* Aim
Return every line of the records below that contains the string "yellow", treating uppercase and lowercase letters as distinct.

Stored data

* * * * *

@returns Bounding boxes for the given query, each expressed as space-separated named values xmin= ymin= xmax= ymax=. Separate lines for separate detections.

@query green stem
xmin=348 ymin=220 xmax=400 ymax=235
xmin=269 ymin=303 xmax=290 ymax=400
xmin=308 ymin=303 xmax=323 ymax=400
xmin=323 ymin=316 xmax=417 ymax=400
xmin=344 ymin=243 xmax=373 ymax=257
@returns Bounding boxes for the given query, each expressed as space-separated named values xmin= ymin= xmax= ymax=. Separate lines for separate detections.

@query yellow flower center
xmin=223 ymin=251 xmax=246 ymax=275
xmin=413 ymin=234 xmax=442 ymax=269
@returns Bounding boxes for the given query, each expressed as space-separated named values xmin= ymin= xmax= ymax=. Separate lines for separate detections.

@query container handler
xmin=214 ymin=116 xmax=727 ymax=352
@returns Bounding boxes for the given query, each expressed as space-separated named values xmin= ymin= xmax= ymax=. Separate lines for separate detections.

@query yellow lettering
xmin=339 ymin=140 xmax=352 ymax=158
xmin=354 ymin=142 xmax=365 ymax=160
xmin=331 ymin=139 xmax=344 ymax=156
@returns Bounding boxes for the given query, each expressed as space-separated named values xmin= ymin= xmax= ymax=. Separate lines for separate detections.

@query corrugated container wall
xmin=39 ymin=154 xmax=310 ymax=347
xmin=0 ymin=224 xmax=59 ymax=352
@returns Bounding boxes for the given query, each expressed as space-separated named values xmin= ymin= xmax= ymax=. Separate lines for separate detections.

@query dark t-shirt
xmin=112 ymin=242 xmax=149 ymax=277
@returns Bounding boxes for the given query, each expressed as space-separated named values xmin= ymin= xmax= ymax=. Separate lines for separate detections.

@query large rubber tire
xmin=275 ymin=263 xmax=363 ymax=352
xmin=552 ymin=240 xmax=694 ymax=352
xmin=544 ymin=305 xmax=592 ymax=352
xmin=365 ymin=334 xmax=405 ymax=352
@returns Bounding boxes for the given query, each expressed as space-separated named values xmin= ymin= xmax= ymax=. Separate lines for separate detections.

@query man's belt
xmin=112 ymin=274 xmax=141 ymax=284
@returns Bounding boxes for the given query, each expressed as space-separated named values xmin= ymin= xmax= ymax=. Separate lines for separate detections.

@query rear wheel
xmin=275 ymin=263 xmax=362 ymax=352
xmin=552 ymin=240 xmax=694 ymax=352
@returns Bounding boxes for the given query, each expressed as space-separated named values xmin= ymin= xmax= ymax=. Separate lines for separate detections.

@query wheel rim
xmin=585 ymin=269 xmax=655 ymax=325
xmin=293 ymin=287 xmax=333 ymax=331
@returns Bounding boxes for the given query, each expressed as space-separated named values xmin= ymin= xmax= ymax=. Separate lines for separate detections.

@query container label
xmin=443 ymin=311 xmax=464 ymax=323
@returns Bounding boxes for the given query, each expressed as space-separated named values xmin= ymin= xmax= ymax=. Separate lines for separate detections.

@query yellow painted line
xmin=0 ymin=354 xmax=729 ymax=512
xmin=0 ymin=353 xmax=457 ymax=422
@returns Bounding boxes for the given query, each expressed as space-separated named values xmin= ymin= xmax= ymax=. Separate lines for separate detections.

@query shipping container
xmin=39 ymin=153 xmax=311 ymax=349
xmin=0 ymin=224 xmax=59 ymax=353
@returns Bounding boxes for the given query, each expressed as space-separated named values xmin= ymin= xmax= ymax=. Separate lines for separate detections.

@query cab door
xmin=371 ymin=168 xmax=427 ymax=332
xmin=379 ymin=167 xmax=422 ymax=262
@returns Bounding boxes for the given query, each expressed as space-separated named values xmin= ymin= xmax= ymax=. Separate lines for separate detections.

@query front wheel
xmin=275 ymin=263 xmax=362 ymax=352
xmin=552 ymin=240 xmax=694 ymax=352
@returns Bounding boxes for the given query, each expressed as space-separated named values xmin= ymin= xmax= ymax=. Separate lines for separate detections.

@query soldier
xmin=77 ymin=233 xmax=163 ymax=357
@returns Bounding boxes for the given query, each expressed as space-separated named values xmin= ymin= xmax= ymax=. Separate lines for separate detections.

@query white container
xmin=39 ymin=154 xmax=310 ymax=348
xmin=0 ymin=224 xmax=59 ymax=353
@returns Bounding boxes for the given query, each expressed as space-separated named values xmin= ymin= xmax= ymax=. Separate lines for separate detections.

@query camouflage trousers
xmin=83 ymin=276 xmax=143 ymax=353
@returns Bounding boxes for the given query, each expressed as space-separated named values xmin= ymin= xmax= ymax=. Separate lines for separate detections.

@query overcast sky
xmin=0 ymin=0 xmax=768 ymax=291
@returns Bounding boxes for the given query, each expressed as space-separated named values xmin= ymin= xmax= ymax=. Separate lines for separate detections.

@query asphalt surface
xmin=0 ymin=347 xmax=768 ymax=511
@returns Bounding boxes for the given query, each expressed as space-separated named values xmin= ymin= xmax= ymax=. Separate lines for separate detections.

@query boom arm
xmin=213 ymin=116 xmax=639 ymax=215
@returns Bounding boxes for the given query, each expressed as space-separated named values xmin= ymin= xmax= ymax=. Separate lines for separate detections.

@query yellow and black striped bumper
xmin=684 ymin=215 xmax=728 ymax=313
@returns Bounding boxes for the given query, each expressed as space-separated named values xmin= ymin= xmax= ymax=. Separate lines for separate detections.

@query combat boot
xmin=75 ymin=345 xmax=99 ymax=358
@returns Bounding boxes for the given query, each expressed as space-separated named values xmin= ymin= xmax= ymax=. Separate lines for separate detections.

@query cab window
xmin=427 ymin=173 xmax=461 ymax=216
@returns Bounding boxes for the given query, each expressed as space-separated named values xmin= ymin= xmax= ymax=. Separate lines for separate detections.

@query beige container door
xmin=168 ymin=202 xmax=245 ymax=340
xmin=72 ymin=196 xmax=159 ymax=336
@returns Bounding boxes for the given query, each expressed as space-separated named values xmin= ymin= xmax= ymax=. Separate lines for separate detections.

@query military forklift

* * * * *

* Response to the exercise
@query yellow flower center
@query yellow lettering
@query yellow painted line
@query yellow and black striped bumper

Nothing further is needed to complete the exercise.